[Point-per-instance localization data]

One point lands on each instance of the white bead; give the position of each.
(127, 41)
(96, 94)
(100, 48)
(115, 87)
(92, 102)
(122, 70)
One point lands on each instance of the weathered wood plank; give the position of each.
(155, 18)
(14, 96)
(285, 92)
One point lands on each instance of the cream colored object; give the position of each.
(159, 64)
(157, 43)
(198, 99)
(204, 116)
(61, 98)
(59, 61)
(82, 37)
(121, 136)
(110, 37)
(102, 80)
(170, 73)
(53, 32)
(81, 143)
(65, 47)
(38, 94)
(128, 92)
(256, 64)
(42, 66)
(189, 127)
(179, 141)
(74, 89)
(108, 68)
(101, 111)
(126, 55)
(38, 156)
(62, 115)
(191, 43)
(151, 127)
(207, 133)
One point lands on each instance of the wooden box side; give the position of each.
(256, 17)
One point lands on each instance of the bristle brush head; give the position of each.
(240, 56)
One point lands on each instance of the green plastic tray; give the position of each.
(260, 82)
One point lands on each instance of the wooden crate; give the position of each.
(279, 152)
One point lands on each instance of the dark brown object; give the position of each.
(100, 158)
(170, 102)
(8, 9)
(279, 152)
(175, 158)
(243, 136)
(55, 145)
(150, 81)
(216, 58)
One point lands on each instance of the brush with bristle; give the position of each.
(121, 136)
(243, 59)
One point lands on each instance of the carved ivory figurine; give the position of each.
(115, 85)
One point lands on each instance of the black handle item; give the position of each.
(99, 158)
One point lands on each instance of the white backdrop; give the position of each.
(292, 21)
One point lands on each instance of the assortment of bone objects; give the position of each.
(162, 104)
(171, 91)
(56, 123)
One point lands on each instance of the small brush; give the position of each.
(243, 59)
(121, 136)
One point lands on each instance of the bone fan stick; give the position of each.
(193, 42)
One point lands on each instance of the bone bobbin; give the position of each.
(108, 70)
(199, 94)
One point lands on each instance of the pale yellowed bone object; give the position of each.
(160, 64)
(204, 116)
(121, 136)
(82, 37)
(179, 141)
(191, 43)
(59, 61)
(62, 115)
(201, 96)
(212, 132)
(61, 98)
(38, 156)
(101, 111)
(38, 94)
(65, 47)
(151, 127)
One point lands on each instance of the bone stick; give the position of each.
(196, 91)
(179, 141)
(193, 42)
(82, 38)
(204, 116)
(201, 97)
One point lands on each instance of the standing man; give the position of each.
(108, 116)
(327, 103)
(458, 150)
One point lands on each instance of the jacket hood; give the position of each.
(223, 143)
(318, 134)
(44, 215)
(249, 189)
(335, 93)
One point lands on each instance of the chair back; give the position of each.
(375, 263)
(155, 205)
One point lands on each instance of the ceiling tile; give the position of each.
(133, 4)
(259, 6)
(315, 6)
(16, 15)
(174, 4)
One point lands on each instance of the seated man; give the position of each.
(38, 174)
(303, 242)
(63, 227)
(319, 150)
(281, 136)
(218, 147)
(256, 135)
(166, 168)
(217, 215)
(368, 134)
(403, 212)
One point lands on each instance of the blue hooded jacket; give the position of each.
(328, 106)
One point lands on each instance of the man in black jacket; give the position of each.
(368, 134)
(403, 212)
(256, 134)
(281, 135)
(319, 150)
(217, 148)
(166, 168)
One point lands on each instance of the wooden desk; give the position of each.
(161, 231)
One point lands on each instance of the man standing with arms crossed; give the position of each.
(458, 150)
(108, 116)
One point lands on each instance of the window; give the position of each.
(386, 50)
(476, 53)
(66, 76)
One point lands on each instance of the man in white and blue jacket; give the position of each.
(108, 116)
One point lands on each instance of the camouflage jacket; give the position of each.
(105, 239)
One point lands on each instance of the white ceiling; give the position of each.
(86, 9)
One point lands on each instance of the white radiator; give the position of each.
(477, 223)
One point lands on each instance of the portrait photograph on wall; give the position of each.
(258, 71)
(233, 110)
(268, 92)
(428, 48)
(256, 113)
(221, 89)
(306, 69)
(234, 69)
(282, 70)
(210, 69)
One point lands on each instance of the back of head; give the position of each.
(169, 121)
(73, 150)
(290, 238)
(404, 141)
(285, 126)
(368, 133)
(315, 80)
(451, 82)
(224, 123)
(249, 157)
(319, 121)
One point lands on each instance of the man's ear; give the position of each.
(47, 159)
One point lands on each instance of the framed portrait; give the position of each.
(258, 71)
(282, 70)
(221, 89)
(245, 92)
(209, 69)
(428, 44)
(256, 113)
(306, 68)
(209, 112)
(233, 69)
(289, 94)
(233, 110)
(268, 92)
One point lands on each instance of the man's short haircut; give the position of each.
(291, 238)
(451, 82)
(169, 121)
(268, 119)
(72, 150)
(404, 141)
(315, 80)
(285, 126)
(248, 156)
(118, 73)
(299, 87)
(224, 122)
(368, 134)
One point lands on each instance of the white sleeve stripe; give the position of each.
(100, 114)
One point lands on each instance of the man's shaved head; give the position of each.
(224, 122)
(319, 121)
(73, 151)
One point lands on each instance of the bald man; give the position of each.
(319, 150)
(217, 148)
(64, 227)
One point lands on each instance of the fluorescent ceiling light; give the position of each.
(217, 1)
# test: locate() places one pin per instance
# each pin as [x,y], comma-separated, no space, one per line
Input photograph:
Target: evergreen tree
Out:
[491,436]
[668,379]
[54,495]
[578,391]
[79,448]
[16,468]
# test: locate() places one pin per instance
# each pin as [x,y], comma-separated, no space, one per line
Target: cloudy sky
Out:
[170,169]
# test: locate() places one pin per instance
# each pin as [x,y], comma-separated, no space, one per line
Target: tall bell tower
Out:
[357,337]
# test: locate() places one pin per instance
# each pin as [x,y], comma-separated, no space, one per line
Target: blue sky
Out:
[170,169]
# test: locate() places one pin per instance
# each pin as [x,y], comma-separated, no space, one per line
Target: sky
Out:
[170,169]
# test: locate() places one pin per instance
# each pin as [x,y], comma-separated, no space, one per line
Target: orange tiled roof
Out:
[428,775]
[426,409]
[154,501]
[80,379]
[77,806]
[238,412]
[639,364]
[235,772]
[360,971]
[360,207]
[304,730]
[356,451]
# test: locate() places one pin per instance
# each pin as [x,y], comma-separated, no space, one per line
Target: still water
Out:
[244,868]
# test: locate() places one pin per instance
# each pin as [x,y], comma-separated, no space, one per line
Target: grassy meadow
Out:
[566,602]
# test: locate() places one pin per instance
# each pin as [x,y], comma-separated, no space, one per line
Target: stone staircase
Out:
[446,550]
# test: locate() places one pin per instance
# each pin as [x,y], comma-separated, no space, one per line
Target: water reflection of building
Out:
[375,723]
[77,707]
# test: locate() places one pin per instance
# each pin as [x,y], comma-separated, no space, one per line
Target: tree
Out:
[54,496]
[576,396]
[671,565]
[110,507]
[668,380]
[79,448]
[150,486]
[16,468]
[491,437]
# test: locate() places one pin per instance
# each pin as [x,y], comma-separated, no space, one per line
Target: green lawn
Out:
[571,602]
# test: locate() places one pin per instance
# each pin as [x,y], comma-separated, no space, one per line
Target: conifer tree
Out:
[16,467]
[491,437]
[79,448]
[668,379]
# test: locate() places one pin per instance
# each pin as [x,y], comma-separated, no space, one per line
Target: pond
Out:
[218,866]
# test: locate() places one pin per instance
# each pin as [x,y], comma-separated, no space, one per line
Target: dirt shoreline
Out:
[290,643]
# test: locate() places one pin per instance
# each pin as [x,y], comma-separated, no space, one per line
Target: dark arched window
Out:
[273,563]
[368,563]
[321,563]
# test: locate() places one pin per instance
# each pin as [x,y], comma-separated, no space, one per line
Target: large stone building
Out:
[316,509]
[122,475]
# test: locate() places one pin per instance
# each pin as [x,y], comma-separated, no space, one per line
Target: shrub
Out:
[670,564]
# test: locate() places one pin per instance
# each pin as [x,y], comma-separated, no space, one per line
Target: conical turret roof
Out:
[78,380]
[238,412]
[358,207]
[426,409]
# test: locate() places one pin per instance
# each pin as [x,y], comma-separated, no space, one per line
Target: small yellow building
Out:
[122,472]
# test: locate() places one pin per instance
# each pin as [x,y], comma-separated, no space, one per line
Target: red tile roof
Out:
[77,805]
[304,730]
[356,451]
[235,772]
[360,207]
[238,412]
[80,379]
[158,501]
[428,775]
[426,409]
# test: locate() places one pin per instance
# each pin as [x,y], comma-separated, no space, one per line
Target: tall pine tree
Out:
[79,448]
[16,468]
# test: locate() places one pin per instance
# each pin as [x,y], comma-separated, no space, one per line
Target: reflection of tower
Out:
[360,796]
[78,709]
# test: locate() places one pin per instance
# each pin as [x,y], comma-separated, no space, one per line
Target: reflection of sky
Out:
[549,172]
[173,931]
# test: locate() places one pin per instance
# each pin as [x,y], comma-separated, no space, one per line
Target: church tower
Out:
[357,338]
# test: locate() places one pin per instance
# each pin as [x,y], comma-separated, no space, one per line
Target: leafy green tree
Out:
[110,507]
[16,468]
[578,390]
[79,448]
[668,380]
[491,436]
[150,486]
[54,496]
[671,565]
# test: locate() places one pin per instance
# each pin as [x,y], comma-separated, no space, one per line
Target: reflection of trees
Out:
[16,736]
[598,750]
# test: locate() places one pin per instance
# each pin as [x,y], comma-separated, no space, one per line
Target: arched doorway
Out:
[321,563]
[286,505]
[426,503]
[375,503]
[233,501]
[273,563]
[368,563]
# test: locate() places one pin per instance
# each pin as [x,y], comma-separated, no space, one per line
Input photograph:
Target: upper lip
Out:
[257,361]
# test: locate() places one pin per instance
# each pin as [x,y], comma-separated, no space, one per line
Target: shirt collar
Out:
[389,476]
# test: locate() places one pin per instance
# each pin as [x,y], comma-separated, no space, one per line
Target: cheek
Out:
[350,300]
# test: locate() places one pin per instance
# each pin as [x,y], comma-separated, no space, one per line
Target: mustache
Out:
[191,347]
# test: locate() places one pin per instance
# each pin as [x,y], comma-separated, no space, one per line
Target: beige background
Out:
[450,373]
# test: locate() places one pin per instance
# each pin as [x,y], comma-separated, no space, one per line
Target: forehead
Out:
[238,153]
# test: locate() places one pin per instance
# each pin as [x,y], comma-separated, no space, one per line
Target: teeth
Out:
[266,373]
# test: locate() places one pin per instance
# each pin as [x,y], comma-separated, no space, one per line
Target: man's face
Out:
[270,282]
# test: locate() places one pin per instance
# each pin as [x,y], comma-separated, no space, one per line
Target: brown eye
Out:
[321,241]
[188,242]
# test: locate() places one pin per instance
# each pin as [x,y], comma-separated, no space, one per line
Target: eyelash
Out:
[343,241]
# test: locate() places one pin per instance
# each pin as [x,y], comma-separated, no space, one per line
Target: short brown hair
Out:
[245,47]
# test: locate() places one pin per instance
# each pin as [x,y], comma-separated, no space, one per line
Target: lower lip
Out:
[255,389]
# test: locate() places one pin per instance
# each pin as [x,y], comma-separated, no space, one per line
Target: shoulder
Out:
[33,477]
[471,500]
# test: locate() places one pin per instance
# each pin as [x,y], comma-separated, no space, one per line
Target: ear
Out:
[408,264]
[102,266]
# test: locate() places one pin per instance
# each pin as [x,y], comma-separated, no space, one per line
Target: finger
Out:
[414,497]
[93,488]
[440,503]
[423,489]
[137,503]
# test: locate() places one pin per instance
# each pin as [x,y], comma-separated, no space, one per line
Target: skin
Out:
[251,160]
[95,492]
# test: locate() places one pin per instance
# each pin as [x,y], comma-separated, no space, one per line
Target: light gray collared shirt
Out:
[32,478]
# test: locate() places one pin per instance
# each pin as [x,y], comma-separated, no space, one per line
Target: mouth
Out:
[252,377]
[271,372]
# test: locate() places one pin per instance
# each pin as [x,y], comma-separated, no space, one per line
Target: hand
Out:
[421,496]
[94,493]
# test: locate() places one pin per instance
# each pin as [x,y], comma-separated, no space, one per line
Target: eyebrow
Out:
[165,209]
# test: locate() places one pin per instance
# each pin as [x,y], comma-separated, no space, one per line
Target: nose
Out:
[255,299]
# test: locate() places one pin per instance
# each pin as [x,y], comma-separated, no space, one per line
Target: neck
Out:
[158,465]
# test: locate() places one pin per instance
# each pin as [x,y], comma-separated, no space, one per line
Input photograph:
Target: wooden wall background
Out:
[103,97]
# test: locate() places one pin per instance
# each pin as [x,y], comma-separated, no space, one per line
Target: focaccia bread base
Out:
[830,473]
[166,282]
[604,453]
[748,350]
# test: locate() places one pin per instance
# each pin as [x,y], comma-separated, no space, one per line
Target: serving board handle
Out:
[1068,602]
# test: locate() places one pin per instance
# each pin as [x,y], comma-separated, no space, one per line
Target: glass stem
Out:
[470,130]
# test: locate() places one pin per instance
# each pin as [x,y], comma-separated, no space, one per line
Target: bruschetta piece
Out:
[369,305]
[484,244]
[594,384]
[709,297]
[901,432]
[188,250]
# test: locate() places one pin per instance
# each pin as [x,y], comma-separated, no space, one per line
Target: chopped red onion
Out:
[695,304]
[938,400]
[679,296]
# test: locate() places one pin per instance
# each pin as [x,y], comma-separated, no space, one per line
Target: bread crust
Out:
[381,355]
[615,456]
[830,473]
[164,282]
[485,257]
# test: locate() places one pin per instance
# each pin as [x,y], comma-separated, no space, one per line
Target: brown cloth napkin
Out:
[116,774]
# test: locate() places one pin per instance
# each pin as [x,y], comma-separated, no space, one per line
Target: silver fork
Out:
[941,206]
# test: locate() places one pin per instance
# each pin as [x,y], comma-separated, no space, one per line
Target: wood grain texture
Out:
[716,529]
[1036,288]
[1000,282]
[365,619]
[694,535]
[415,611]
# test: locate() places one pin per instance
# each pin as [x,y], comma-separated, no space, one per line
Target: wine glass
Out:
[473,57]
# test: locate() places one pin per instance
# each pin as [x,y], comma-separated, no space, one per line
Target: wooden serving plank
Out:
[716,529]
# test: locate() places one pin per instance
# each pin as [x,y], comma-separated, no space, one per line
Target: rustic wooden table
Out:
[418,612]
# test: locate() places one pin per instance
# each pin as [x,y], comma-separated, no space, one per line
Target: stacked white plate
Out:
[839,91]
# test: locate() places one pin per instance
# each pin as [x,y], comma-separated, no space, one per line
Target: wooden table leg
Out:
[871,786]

* Assignment: Filter the entries down to the lines that include the string "shirt".

* Response area:
Target: shirt collar
Target: light gray collared shirt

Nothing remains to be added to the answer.